*DIRECTIONS*. Rescale the coordinates in the lines below, starting at the first line and stopping after the line that has "(1117, 117)". Write out every line in that span again, with each coordinate multiplied by 0.85 and rounded to a whole number (halves round up), and all other text unchanged.

*EXERCISE DATA*.
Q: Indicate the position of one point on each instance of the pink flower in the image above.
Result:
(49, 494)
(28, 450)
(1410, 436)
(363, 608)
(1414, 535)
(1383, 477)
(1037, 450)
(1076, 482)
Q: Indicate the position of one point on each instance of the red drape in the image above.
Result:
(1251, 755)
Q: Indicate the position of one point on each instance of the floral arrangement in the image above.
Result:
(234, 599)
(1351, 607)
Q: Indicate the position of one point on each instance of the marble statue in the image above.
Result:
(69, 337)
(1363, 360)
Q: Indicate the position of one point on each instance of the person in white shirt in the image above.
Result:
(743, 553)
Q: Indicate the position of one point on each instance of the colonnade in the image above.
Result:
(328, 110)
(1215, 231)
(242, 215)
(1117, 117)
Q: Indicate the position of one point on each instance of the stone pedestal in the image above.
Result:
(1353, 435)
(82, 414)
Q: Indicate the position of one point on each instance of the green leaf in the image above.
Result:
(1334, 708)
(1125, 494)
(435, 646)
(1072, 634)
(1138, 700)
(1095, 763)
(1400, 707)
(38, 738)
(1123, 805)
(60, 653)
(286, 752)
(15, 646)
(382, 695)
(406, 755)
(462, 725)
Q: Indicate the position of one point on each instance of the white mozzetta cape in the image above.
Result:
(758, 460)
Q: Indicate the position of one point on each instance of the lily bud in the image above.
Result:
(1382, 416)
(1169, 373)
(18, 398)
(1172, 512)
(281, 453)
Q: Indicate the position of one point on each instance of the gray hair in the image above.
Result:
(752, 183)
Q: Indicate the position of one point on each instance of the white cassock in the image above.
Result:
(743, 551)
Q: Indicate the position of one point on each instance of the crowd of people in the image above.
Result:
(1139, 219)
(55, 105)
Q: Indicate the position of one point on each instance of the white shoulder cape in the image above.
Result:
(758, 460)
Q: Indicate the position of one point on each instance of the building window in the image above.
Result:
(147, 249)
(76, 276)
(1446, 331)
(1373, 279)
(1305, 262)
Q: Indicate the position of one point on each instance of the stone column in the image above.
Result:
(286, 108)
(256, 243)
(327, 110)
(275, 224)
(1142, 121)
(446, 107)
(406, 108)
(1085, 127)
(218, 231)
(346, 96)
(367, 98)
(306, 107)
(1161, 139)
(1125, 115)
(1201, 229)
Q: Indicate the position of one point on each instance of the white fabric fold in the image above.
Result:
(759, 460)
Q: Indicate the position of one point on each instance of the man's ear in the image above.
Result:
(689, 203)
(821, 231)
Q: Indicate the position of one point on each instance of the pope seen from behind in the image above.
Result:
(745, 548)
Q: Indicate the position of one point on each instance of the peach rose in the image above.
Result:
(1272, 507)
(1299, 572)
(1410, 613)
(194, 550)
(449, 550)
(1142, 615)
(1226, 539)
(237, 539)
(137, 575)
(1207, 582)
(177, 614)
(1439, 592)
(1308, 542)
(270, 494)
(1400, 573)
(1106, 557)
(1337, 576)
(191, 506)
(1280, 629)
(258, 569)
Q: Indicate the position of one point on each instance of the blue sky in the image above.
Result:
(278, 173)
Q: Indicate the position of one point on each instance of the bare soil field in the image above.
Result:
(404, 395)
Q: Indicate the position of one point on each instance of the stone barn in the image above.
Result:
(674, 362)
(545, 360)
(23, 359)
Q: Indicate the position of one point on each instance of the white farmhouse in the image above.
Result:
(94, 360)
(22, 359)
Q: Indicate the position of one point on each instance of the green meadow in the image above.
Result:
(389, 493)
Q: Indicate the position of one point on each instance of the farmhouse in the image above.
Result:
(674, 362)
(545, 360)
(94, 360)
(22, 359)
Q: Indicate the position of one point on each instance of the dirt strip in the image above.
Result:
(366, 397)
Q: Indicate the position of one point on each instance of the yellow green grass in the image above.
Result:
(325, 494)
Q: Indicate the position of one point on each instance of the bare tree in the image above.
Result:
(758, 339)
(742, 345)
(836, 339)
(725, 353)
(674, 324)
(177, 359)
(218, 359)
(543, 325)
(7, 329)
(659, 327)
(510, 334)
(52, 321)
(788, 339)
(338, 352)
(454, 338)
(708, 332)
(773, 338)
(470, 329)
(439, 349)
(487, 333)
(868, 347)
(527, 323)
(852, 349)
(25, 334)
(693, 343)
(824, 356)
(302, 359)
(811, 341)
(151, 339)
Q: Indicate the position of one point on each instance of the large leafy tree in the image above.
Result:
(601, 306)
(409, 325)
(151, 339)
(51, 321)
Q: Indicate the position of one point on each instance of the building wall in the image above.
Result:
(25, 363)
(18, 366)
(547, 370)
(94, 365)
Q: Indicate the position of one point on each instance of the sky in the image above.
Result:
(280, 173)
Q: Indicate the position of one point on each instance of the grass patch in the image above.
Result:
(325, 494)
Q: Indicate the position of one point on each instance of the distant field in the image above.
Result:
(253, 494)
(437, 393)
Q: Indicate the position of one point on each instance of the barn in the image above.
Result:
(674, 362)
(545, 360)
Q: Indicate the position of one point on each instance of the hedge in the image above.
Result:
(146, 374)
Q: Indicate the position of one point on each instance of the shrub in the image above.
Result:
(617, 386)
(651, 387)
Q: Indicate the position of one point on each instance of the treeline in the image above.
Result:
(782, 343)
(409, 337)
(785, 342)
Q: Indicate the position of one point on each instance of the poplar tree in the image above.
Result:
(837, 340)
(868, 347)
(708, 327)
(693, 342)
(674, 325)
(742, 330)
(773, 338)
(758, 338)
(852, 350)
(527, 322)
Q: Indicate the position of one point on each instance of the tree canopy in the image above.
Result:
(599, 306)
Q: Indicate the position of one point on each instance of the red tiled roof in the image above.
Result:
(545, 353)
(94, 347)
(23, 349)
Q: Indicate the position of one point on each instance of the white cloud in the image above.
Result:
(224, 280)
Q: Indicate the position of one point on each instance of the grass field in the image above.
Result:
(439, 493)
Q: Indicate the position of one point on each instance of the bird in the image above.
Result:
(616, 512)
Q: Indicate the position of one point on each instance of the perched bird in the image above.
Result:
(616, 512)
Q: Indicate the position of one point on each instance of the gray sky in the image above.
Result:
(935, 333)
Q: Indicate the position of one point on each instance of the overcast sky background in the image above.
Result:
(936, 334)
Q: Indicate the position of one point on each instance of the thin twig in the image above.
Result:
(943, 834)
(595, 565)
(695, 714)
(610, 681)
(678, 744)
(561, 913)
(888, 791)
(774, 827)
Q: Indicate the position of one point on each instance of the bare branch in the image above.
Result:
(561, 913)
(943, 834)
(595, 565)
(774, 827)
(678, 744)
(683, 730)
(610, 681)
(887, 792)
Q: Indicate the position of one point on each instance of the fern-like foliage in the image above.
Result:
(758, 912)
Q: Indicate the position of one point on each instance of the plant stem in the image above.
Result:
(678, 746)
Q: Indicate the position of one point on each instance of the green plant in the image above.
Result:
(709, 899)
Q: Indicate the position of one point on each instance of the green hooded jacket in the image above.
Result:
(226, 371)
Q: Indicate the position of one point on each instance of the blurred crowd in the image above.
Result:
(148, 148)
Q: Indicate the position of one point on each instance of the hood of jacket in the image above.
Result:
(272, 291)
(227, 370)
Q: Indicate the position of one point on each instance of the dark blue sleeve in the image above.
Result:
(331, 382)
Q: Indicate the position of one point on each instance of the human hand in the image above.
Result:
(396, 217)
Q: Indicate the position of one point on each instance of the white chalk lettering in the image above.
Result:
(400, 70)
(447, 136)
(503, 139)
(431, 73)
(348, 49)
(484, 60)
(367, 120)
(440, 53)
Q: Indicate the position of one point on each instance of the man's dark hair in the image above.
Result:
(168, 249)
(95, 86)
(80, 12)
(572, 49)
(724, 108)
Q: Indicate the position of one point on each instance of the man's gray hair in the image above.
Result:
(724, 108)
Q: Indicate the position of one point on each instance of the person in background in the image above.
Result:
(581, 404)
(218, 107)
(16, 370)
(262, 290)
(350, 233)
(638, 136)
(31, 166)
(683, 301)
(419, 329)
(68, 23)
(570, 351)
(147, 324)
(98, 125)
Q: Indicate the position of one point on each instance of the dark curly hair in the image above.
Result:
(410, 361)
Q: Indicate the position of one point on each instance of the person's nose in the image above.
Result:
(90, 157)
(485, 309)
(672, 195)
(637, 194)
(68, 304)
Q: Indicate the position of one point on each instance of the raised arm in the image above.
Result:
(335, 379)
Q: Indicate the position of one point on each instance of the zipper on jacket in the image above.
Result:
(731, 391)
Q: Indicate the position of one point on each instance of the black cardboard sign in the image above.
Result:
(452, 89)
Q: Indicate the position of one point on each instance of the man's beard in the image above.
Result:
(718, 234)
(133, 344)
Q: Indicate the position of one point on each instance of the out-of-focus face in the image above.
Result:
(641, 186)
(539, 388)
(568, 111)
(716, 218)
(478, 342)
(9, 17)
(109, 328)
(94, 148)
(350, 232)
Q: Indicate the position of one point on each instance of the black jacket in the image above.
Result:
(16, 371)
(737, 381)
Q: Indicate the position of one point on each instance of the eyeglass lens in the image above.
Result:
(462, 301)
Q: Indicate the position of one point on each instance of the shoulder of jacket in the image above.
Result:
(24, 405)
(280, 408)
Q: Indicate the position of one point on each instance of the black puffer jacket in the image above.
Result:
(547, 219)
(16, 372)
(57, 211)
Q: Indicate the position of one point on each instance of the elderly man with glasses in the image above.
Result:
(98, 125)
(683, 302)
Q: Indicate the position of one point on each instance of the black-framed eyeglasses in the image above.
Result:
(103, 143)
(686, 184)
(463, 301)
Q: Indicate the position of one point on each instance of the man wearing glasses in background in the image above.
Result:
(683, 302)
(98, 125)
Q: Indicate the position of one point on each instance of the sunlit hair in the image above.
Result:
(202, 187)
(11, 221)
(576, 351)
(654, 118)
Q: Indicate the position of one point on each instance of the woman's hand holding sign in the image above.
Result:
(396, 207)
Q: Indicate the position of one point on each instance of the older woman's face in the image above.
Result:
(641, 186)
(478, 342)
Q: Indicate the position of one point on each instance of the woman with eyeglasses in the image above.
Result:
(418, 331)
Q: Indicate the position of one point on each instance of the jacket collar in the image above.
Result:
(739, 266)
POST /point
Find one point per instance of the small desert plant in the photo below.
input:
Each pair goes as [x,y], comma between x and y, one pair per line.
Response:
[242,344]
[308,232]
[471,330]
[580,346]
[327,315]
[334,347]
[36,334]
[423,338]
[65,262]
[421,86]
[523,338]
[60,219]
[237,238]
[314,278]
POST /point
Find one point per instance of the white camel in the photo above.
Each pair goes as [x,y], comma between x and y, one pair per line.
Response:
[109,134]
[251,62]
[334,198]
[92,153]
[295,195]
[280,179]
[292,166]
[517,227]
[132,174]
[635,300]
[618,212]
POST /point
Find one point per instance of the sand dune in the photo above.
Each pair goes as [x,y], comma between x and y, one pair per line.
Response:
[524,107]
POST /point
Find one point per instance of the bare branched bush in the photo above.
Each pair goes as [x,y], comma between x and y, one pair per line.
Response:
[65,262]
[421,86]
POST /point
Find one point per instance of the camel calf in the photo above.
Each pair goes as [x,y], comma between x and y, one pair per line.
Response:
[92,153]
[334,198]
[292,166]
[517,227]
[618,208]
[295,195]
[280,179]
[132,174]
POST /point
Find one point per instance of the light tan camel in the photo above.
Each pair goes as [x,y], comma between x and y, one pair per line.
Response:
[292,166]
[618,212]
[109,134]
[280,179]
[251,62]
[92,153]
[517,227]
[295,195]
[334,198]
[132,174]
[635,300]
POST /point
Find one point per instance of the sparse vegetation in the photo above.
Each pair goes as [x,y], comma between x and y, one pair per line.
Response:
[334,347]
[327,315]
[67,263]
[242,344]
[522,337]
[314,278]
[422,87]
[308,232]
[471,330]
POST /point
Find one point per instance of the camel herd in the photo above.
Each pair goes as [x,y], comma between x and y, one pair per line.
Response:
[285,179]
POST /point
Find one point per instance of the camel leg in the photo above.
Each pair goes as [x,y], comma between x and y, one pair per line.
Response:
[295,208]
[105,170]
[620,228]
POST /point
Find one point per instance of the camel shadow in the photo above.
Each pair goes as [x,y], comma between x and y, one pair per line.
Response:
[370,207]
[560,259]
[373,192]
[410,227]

*COMPLETE RESPONSE*.
Q: Indicate the position of one point on each instance of the pink flower in the image above.
Result:
(42, 420)
(24, 383)
(1199, 371)
(309, 517)
(1202, 455)
(1176, 405)
(881, 383)
(915, 410)
Q: Indicate the position of one point on each instance of the red drape in the image above.
Result:
(1063, 642)
Q: Indicate the position of one point on each instance of the floral arrangement in the image above.
Result:
(199, 509)
(1148, 516)
Q: Indicate the position of one point on each instance of the marble statue in the image above.
Result:
(59, 286)
(1159, 306)
Q: Indicate the position of one point on each instance of the person in white shirt in the image above.
Result:
(632, 470)
Q: Indicate the position of one point on each instance of the colonnade in the image above.
Result:
(279, 94)
(1033, 196)
(206, 183)
(949, 99)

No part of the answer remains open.